[start DATA PROVIDED]

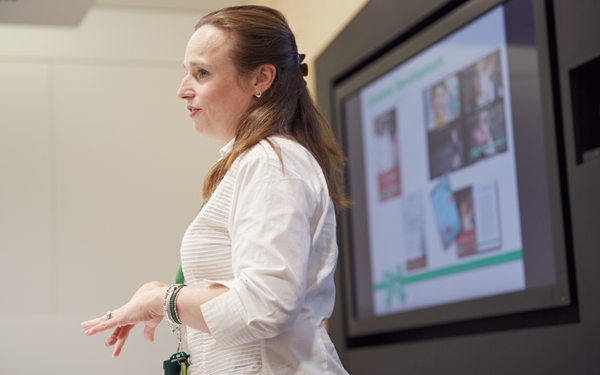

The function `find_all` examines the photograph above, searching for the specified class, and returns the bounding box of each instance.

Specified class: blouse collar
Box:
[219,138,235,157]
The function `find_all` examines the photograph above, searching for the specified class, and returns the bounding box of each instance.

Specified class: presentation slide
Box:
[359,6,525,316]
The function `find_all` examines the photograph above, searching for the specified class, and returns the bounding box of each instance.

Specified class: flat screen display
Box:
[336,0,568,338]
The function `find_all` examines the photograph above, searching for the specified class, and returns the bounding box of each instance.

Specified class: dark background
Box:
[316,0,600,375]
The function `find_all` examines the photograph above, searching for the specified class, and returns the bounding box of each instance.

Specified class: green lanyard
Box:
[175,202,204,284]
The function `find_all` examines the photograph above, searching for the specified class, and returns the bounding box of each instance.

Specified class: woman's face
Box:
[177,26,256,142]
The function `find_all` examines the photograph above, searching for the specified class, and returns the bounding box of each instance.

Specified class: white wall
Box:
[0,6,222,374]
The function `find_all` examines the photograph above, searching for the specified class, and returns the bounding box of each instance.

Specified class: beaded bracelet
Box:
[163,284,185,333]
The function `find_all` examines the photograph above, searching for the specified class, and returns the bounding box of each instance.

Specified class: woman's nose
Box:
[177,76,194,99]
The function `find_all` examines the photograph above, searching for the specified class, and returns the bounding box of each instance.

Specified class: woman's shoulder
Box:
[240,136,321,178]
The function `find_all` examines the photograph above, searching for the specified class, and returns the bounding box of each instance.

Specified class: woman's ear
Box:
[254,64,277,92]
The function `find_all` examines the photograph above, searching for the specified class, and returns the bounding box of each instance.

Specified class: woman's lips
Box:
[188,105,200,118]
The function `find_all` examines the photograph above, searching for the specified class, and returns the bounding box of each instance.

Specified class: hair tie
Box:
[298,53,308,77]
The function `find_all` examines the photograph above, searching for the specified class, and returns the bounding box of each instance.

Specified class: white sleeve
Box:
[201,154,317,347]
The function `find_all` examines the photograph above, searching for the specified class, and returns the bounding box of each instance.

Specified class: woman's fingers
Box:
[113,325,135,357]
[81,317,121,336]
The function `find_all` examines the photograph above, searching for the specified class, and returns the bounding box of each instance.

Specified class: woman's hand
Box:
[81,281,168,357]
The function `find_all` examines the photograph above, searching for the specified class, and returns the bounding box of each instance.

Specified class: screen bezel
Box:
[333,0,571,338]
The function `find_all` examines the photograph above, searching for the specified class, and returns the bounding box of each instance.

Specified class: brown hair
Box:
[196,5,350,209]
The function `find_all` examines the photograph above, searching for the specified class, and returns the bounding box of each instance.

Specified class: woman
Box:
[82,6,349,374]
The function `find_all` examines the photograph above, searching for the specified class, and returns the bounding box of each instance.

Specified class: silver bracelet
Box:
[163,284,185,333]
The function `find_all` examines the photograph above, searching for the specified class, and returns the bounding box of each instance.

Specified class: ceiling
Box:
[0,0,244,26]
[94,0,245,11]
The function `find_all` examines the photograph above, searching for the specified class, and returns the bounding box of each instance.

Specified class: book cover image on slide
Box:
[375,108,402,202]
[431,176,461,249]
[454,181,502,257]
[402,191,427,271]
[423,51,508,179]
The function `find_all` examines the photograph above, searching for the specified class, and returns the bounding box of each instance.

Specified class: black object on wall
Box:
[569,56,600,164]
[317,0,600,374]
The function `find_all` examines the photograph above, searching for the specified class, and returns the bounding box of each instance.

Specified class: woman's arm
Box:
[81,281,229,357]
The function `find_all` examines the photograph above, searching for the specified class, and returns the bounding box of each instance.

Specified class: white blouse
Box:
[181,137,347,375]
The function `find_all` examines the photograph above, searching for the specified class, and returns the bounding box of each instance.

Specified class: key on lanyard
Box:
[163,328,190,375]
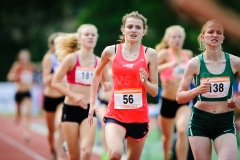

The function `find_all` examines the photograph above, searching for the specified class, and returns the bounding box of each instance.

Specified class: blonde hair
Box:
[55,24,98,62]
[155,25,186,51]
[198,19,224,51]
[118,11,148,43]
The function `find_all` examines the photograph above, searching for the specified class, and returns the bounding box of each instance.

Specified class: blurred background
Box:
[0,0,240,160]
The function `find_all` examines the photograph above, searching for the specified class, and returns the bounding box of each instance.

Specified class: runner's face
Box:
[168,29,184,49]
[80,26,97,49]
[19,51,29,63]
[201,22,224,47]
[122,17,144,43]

[end DATA PROVIDED]

EXERCISE DIRECTIONS: Convert all of the material into a two-column CSV with the columns "request" and "response", one row per request, putting the request text and its answer each in a single quoted field with line breaks replaced by spaces. Leave the pictures out of the result.

EXERCISE SOLUTION:
request,response
"The function `find_all` examines the photograph above, searching for the specified class, and returns the bounding box of each instance. Specified class: blouse collar Box:","[219,138,235,157]"
"The function `find_all` examines the photograph above, searching for the specified class, and returns the bounding box of each instance. Specified class: presentation slide Box:","[359,6,525,316]"
"The function `find_all` examines the photograph above, searching for the specified class, and returns the bounding box of each instance. Specified class: flat screen display Box:","[336,0,568,338]"
"The function `find_all` examines the photograph above, searching for the specified class, and returns the bounding box of each instance. Specified class: dark background Box:","[316,0,600,375]"
"The function `find_all` examines the photograph above, searching for the specified class, and returns the bounding box of each instance. Specified class: green lanyard Box:","[175,202,204,284]"
"The function `find_all` examines the photograph above, searching for the specified class, and returns the bounding box of each instance. Specified class: woman's face Box:","[177,26,256,142]"
"The function `find_all` examines the photograph above, searching for the specified class, and returns the bounding box of each instance. Specified class: white wall Box:","[0,6,222,374]"
"The function `find_all` examines the photograph above, searching for the specified class, and returns the bounding box of each instance. Specified class: beaded bracelet Box:","[163,284,185,333]"
"The function `find_all` examines the photograph above, searching for the specified class, and returns the bounding box of each instance. Specified class: woman's nose Box:","[177,76,194,99]"
"The function `find_all` examines the photograph above, searching for the specified class, and returns the bounding box of each instance. Specified class: woman's shoulder Box:","[240,136,321,178]"
"The function `find_all` examines the photograph above, searching for the specified class, and returns the bounding box of each instance. Specified class: woman's ear Box:","[254,64,277,92]"
"The function `find_all` examines the photograph above, searching for the specified class, and returns the bounding box of each instance. Specified class: woman's lips Box:","[188,105,200,118]"
"The function `find_all` examines the photograph above, searching for the specified class, and returns the bounding box of each instance. Specified class: hair tie Box:","[298,53,308,77]"
"The function `find_all` examines the photograph above, searching for the specified class, and returns the bounding box of each instance. Specified class: white sleeve Box:","[201,154,317,347]"
"The function `find_all` examines the photograph above, searching for the specified class, and returns the bounding box of each instance. Specified class: woman's fingers Box:","[113,325,135,357] [81,317,121,336]"
"The function `find_all` examines the photograph above, searching for the specified class, and returns the bounding box of each instance. Specified class: woman's hand Box:","[81,281,168,357]"
"The function `find_all` examines the photograph above, searching for the specified class, and returns the bounding box of each instance. Specified class: screen bezel Box:","[333,0,571,338]"
"The function `find_all` examines the photograph above, searching for the specified class, and returns the bounding box of each instance. Specified class: brown hair Box:","[196,5,350,209]"
"The function `find_all` examines the photograph above, searching for the specified class, and returns the bounding box of each instance. Specified class: woman Box:","[82,6,349,374]"
"The function `find_all` examines the photograph above, searching for the specified class, and returns the bounding box of each instance. Specified class: silver bracelet Box:","[163,284,185,333]"
"The function `find_all` examines the photograph above, searching for the specified class, and returns the bounding box of each instance. Specified class: ceiling Box:","[0,0,244,26] [94,0,245,11]"
"The function `find_all` examines the photograph above, searching for the specified class, and returns the bounding box of each instance. Specified class: book cover image on slide Box:","[375,108,402,202] [431,176,461,249] [454,181,502,257] [402,191,427,271] [423,51,508,179]"
"The function `find_all` examines the photograph above, searching for the specified class, and returns the bounding box of each instance. Specified class: black object on wall Box:","[569,56,600,164] [317,0,600,374]"
"The function `find_all` examines the photograph above, searching for the specified class, and returns the bounding box of each instance. Specified class: woman's arm Box:","[81,281,229,357]"
"The function `find_all` examines the photograph above, searching for the specified class, and returns the bounding box of each instance. Specified class: white blouse Box:","[181,137,347,375]"
"The function `find_all` examines the photograph above, searching for the specified class, and returns the bounding box of each instance. Specified class: key on lanyard Box:","[163,328,190,375]"
"The function `find_all` examines the photograph above, searching for the specified class, and returns the bounding box of each instance. Specified class: blonde hair Box:","[55,24,98,62] [155,25,186,51] [198,19,224,51] [118,11,148,43]"
"The function `find_all` examines the photograph above, searching for the specified class, and returns the bounding box of each instance. Specified class: blurred background Box:","[0,0,240,160]"
"The function `find_all` examines the photograph above, searching for the specified class, and returns the bounding box of each instance. Specified class: runner's face Box:","[168,29,184,49] [80,26,97,49] [19,51,29,63] [201,22,224,47] [122,17,144,43]"